[Teks yang Diberikan]

Ancaman perubahan iklim semakin nyata, terutama pada kehidupan sosial dan ekonomi. Menteri Keuangan (Menkeu), Sri Mulyani Indrawati menyatakan ancaman perubahan iklim bahkan lebih parah dibanding pandemi Covid-19. Emisi gas rumah kaca, kata Menkeu telah meningkat 4,3 persen setiap tahunnya selama 2010 hingga 2018, dan telah menyebabkan permukaan air laut di Indonesia meningkat rata-rata 0,8 hingga 1,2 sentimeter (cm) per tahun. Sri memperkirakan potensi kerugian ekonomi Indonesia akibat perubahan iklim dapat mencapai 0,62 hingga 3,45 persen dari Produk Domestik Bruto (PDB) pada tahun 2030.
“Kerugian ekonomi akibat krisis iklim ini akan mencapai 0,5 persen dari PDB pada tahun depan (2023), dan dampaknya terhadap manusia dan ekosistem di seluruh dunia akan lebih signifikan,” kata Menkeu. Atas ancaman tersebut, Sri Mulyani mengajak semua pihak mengurangi emisi karbon dalam rangka mencegah terjadinya perubahan iklim di masa depan. Melalui Paris Agreement, Pemerintah telah berkomitmen mengurangi emisi karbon sebesar 29 persen dengan upaya sendiri dan 41 persen dengan dukungan internasional pada 2030. Pemerintah tambahnya telah mengalokasikan anggaran 89,6 triliun rupiah atau 3,6 persen dari total belanja pemerintah dalam aksi mitigasi dan adaptasi menghadapi perubahan iklim setiap tahunnya.
Presiden Direktur HSBC Indonesia, Francois de Maricourt mendukung Indonesia dalam melakukan transisi energi serta pembangunan berkelanjutan. Dalam mempercepat transisi membutuhkan modal besar. Berdasarkan data dari Nationally Determined Contribution, Indonesia memerlukan pembiayaan sebesar 4.520 triliun rupiah untuk melakukan aksi mitigasi dalam peta jalan NDC. Tentunya dana sebesar tersebut tidak semuanya bisa dipenuhi oleh APBN. Perlu ada kolaborasi antara institusi keuangan swasta dan juga negara serta juga aliansi keuangan global.

[/Teks yang Diberikan]
[Informasi yang Diberikan]

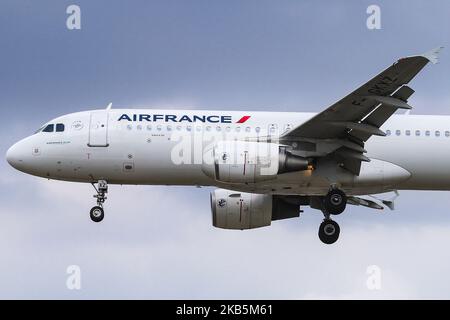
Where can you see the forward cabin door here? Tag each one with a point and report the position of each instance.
(98, 129)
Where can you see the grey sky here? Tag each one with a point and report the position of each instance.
(158, 242)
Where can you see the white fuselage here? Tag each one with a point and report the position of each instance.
(165, 147)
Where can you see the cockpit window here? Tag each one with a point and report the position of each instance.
(59, 127)
(49, 128)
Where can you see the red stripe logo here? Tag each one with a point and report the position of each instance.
(243, 119)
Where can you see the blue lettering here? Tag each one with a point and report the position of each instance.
(124, 117)
(226, 119)
(210, 119)
(185, 118)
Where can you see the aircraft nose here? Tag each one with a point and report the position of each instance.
(12, 156)
(15, 156)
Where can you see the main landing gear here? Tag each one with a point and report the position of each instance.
(333, 203)
(97, 213)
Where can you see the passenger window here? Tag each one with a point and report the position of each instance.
(49, 128)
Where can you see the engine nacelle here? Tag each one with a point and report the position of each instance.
(241, 210)
(249, 162)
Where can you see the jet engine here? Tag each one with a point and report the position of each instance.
(240, 210)
(249, 162)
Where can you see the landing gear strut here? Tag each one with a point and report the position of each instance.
(97, 213)
(335, 202)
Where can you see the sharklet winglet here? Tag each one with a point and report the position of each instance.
(433, 55)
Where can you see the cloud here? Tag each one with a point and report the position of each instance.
(158, 242)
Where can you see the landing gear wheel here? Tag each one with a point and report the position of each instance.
(97, 214)
(329, 231)
(335, 202)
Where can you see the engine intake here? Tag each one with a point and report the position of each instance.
(240, 210)
(249, 162)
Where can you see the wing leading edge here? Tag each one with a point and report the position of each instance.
(355, 118)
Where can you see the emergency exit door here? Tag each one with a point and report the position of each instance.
(98, 129)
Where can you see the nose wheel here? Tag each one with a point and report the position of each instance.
(97, 213)
(329, 231)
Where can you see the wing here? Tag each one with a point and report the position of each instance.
(343, 128)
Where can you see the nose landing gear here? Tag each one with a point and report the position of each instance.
(97, 213)
(335, 201)
(329, 231)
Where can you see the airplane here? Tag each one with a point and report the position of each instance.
(265, 165)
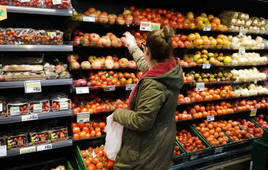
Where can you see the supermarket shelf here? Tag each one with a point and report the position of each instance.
(222, 99)
(30, 48)
(55, 145)
(41, 11)
(20, 84)
(211, 158)
(246, 113)
(90, 139)
(41, 116)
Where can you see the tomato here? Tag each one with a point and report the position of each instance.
(76, 130)
(76, 136)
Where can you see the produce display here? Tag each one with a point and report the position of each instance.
(212, 131)
(103, 17)
(26, 36)
(250, 128)
(260, 120)
(233, 130)
(34, 72)
(248, 59)
(36, 137)
(250, 104)
(250, 90)
(96, 104)
(62, 4)
(246, 41)
(238, 20)
(207, 94)
(103, 79)
(188, 141)
(108, 62)
(88, 130)
(96, 158)
(95, 40)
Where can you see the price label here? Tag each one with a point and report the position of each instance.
(22, 1)
(145, 26)
(3, 13)
(32, 87)
(207, 28)
(210, 118)
(37, 108)
(44, 147)
(29, 117)
(218, 150)
(27, 150)
(14, 110)
(82, 90)
(200, 86)
(193, 157)
(3, 150)
(56, 2)
(63, 105)
(242, 50)
(130, 87)
(206, 66)
(110, 88)
(155, 26)
(83, 117)
(89, 19)
(253, 112)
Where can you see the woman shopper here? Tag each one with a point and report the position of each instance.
(149, 123)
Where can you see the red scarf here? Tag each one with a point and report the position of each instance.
(158, 70)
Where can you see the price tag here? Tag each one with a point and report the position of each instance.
(145, 26)
(29, 117)
(14, 110)
(242, 50)
(193, 157)
(130, 87)
(89, 19)
(207, 28)
(218, 150)
(200, 86)
(110, 88)
(44, 147)
(155, 26)
(210, 118)
(82, 90)
(27, 150)
(37, 108)
(56, 2)
(22, 1)
(32, 87)
(3, 150)
(206, 66)
(83, 117)
(253, 112)
(63, 105)
(3, 13)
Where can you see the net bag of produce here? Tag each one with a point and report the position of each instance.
(113, 138)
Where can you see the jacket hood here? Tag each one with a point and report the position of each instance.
(169, 73)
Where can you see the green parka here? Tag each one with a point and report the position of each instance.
(149, 127)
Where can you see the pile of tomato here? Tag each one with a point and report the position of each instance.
(104, 78)
(96, 158)
(88, 130)
(189, 142)
(98, 105)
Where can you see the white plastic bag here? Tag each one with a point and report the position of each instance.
(113, 140)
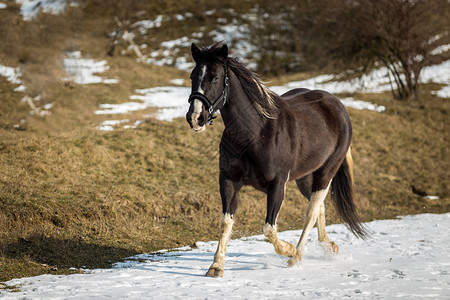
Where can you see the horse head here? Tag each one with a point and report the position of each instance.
(209, 81)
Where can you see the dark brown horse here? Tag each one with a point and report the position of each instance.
(269, 140)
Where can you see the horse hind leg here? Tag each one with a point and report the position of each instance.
(323, 238)
(281, 247)
(216, 269)
(274, 200)
(312, 215)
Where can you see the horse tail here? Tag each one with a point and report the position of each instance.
(343, 196)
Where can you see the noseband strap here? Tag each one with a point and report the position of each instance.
(212, 107)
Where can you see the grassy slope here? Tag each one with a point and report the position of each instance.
(73, 196)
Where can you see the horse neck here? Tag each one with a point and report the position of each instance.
(239, 111)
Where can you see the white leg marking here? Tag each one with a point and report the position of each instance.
(323, 238)
(312, 214)
(216, 268)
(281, 247)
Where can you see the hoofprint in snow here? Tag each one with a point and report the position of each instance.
(406, 258)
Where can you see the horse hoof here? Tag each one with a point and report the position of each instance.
(212, 272)
(334, 247)
(293, 261)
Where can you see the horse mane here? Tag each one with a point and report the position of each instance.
(264, 100)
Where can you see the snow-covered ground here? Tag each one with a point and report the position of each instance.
(13, 75)
(83, 70)
(406, 258)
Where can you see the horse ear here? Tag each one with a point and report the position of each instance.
(195, 52)
(224, 51)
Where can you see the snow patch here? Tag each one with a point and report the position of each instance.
(82, 70)
(406, 257)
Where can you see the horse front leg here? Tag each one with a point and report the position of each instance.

[/Informasi yang Diberikan]

Perintah 1 |
Jawab pertanyaan berikut berdasarkan teks tentang ancaman perubahan iklim.
(a) Berapa persen emisi gas rumah kaca meningkat setiap tahunnya selama 2010 hingga 2018?
(b) Berapa anggaran yang dialokasikan Pemerintah setiap tahunnya untuk aksi mitigasi dan adaptasi menghadapi perubahan iklim?
(c) Siapa Presiden Direktur HSBC Indonesia?
Perintah 2 |
Tuliskan kembali bagian teks tentang ancaman perubahan iklim yang dibuka dengan kata-kata yang memuat "Presiden Direktur HSBC" dan ditutup dengan "aliansi keuangan global.".

Hasil 1 |
(a) 4,3 persen.
(b) 89,6 triliun rupiah, atau 3,6 persen dari total belanja pemerintah.
(c) Francois de Maricourt.

Hasil 2 |
Presiden Direktur HSBC Indonesia, Francois de Maricourt mendukung Indonesia dalam melakukan transisi energi serta pembangunan berkelanjutan. Dalam mempercepat transisi membutuhkan modal besar. Berdasarkan data dari Nationally Determined Contribution, Indonesia memerlukan pembiayaan sebesar 4.520 triliun rupiah untuk melakukan aksi mitigasi dalam peta jalan NDC. Tentunya dana sebesar tersebut tidak semuanya bisa dipenuhi oleh APBN. Perlu ada kolaborasi antara institusi keuangan swasta dan juga negara serta juga aliansi keuangan global.